To be done: Reproduce all of the material below line for line, changing nothing.

Task data:
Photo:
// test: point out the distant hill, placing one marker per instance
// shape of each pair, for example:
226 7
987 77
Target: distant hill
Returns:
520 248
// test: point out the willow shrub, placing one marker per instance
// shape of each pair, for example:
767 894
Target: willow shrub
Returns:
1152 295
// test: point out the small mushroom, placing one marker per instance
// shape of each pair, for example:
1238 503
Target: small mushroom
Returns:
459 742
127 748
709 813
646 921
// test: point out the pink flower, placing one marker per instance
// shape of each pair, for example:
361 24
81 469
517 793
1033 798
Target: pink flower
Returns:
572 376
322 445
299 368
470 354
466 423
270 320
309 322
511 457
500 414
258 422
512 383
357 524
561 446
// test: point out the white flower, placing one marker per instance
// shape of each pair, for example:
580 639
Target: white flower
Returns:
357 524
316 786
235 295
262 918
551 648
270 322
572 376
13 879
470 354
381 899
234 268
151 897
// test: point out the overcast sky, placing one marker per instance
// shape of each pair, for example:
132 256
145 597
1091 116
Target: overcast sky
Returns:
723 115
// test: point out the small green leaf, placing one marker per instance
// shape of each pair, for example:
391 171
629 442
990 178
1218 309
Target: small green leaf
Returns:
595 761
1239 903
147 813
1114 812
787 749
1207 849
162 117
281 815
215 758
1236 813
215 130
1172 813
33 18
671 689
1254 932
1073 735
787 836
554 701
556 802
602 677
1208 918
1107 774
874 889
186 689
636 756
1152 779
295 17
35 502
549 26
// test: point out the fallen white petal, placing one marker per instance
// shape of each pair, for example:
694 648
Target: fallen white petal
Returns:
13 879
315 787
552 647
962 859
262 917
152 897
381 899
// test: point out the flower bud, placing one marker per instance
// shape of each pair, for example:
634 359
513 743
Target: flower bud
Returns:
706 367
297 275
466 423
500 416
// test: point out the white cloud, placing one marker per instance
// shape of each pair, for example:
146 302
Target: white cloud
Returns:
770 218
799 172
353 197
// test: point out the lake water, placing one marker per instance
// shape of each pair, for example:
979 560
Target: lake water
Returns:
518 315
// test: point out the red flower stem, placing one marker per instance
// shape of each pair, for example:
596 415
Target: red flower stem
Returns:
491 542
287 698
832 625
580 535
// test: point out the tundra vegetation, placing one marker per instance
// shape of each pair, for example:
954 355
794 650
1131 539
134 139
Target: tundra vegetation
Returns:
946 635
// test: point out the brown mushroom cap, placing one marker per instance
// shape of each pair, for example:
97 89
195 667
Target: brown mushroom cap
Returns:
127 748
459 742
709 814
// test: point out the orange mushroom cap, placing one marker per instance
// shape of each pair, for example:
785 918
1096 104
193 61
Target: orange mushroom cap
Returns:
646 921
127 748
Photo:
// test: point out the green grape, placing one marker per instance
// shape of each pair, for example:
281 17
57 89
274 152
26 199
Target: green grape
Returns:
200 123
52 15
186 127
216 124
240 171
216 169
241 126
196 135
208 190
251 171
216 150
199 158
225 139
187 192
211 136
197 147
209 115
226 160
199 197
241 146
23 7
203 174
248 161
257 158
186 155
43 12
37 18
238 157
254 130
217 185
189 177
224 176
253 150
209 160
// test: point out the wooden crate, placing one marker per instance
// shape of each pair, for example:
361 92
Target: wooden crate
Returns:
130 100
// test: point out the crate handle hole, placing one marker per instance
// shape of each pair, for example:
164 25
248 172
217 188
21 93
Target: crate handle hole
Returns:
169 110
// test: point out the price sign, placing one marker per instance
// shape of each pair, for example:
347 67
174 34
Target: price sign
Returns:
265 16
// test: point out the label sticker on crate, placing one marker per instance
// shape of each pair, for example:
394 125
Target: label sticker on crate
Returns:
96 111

Solution for this task:
Photo:
// test: point out the distant hill, placing one marker per instance
// shape of each pair, for example:
226 7
987 77
Target: distant hill
Returns:
520 248
// test: point out the willow shrub, placing one marker per instance
// shape of each pair, for example:
767 894
Target: willow shrub
Returns:
1152 295
// test: point out the small mushroom, placing one marker per instance
// shape of each pair, for example:
1238 503
Target: small mushroom
Returns:
459 742
127 748
709 813
646 921
// test: point out the pink flower, placing one marker per instance
// shape of each pair, for example:
361 24
81 469
517 793
1033 798
Target: pink flower
Returns:
572 376
322 445
299 368
470 354
466 423
270 320
309 322
511 457
500 414
258 422
512 383
357 524
561 446
// test: point out the white flower, placing one marker per instance
// shape of each pair, for example:
580 639
Target: white flower
Returns:
357 524
316 786
235 295
262 918
551 648
270 322
572 376
13 879
470 354
381 899
234 268
151 897
// test: point out the overcast sky, placing one marker per instance
// shape of each pair, for example:
132 256
145 597
1091 116
Target: overcast sky
Returns:
723 115
// test: point out the small green leaf, placing one marker per instance
// shape of each pair, for example:
391 171
629 442
990 178
1218 309
Target: small green leaf
Returns:
595 761
1239 903
147 813
1114 812
787 749
1207 849
162 117
281 815
215 758
1236 813
215 130
1172 813
33 18
671 689
1254 932
1073 735
787 836
554 701
556 802
602 677
1208 918
1107 774
874 889
186 689
636 756
1152 779
295 17
35 502
549 26
// test: point out the fallen white petal, placing one marker per instance
// shape of each pair, for example:
694 648
Target: fallen white petal
Returns:
13 879
315 787
552 647
962 859
262 917
152 897
381 899
// test: point out the flower bud, placing one marker per instance
// shape of each pair, for example:
634 359
513 743
Target: flower bud
Returns:
706 367
297 275
466 423
500 416
// test: point out the white cloud, placing one marker per instance
// shape of each pair, for example:
146 302
Target: white cloud
Returns:
770 218
799 172
353 197
// test: point out the lake water, placing one marker per instance
// shape of each pair, for example:
979 560
Target: lake water
Returns:
518 315
// test: point out the red flower stem, placing one marker per instance
// shape of each pair, for example:
596 415
Target: red flower stem
Returns:
491 542
287 698
832 625
580 535
// test: point out the tundra vegetation, placing one marker per instance
// shape of each pair, for example:
954 355
794 650
1131 539
134 139
Target: tundra vegetation
Returns:
946 635
// test: point out the brown mushroom cap, placing one marker per instance
// shape of each pair, for example:
97 89
195 667
Target: brown mushroom cap
Returns:
127 748
459 742
709 814
// test: point out the orange mushroom cap, placing one marker per instance
// shape of each pair, for example:
785 918
1096 104
193 61
Target: orange mushroom cap
Returns:
646 921
127 748
Photo:
// test: point out the green grape, placing one marker per instance
// shape of each pair, for example:
281 17
57 89
274 152
26 199
Target: green grape
Returns:
200 123
52 15
186 127
216 124
240 171
216 169
241 126
196 135
208 190
251 171
216 150
199 158
225 139
187 192
211 136
197 147
209 115
226 160
199 197
241 146
23 7
203 174
248 161
257 158
186 155
43 12
37 18
238 157
254 130
217 185
189 177
224 176
253 150
209 160
// test: point out the wooden crate, placing one marker per instance
// shape of each pair, for example:
361 92
Target: wooden crate
Returns:
130 100
// test: point out the crate handle hole, placing one marker per instance
// shape of each pair, for example:
164 25
248 172
217 188
21 93
Target: crate handle hole
Returns:
169 110
// test: point out the price sign, placing one marker per instance
// shape of each pair, for example:
347 67
174 34
Target: price sign
Returns:
265 16
// test: point out the label sticker on crate, placing one marker per instance
// shape of each pair, for example:
394 125
Target: label sticker on crate
Returns:
96 111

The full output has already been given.